■ Instrucciones de trabajo
- 1) En el texto sobre los teléfonos móviles, ¿qué precaución había tomado Óscar Eliseo tras cargarse a un individuo?
- 2) Prosigue el texto sobre los teléfonos móviles a partir de su última oración.

■ Texto proporcionado
No es que Óscar Eliseo fuera un completo pardillo pese a su juventud: había tomado la precaución, tras cargarse a un individuo, de "esfumarse de la ciudad andaluza". Lo perdió el aburrimiento, me imagino -y no leer-, y sobre todo la costumbre, compartida por el 95% de la población, narcotizada o idiotizada por los móviles -como prefieran- en diferentes grados de narcotización o idiotización. Debo de ser uno de los pocos españoles que no los usan, porque los considero un instrumento de vigilancia y control; también de esclavización del que lo lleva; por último, una fuente de divulgación de los propios secretos. No sólo porque es facilísimo interceptar y escuchar las conversaciones de un móvil, sino porque -lo veo a diario- sus usuarios acaban por utilizarlo en cualquier momento y lugar y, una de dos: o se olvidan de que hay testigos auditivos a su alrededor, o eso les trae sin cuidado por la generalizada falta de pudor, el creciente desdén hacia las intimidades propia y ajena y el progresivo exhibicionismo de nuestra sociedad (quién sabe si Óscar Eliseo no pudo soportar no jactarse de su hazaña ante su interlocutor). Hoy oye uno en la calle, en los transportes públicos y en los restaurantes monólogos a voz en cuello que lo hacen ruborizarse, o le provocan rechazo hacia la persona que habla, o están a punto de causarle el vómito. A mí me han presentado a individuos a los que casi me he negado a darles la mano, porque previamente los había oído decir barbaridades, o contar miserias o chulerías, o soltar zafiedades, o descubrirse como émulos de Intereconomía o de Goebbels, en sus impúdicas charlas por el móvil, a pocos metros de mí. Luego aparece un conocido común y pretende que se haga uno amigo o por lo menos sea amable con ellos. Antes eso era factible, porque la gente disimulaba y mantenía reservas, algo sumamente conveniente para todos. Hoy la mayoría comete el error de mostrarse tal como es en un sitio público y delante de una multitud.

■ Extractos de datos
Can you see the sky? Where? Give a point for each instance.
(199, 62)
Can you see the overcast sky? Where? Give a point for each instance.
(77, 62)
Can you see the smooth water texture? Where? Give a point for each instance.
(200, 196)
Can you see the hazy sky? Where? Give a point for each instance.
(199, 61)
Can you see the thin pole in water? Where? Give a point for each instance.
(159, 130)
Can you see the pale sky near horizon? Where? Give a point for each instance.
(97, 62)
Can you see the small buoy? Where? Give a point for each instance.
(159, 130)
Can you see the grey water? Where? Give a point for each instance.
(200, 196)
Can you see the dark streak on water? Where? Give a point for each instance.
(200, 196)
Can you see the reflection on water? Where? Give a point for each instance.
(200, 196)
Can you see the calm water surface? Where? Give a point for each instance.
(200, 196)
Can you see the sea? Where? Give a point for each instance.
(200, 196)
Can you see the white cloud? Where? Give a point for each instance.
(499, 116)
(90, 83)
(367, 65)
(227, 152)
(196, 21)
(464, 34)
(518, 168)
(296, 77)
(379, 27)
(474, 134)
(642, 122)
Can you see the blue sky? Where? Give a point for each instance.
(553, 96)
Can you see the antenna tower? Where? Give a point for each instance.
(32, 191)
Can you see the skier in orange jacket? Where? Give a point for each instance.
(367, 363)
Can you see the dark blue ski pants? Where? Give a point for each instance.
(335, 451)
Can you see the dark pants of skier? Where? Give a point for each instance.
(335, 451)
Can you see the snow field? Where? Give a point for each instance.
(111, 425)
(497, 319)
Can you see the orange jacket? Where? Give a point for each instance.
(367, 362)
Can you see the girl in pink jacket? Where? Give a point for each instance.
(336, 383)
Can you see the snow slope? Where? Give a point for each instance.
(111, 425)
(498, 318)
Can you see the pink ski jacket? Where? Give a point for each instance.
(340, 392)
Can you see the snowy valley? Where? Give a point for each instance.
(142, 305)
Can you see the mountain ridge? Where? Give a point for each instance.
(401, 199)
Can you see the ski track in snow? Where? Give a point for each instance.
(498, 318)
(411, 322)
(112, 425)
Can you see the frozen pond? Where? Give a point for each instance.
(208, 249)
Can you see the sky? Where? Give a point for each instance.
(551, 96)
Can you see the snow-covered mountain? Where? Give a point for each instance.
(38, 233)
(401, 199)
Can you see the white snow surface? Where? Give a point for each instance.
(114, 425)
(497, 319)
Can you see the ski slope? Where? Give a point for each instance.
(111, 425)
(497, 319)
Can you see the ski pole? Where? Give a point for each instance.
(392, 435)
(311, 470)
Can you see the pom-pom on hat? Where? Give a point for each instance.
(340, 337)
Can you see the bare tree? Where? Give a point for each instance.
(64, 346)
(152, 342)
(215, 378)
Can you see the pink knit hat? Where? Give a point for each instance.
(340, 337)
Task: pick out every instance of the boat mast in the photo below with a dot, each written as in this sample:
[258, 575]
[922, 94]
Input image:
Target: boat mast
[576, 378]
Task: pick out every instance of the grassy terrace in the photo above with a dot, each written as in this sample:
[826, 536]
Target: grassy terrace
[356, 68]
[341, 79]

■ Respuestas esperadas
- 1) Había tomado la precaución de esfumarse de la ciudad andaluza.

- 2)
Por las mismas fechas en que trincaron al incontinente paraguayo homicida, el FBI investigaba el robo de fotos comprometedoras guardadas en los teléfonos móviles personales de celebridades como Scarlett Johansson, Jessica Alba y las estrellas juveniles Miley Cyrus, Selena Gómez y Vanessa Hudgens; fotos que, por supuesto, habían pasado al instante a circular profusamente por Internet. Queda como leve incógnita por qué tantas de estas jóvenes famosas posan totalmente en cueros y llevan esas imágenes en sus móviles (es de suponer que para enseñarlas o enviarlas a amistades escogidas, pudiéndose admirar con parsimonia a diario en el espejo), pero si a un pirata le es tan fácil acceder a los contenidos de éstos y distribuirlos a discreción, la innegable utilidad de estos aparatos queda muy contrarrestada por los infinitos peligros a que nos exponen. A veces me pregunto si es que ya casi nadie tiene interés en resultar misterioso y guardar secretos. La vida transparente es lo menos atractivo que se puede imaginar, y encima es enormemente perjudicial. Que se lo digan a Óscar Eliseo, sin ir más lejos.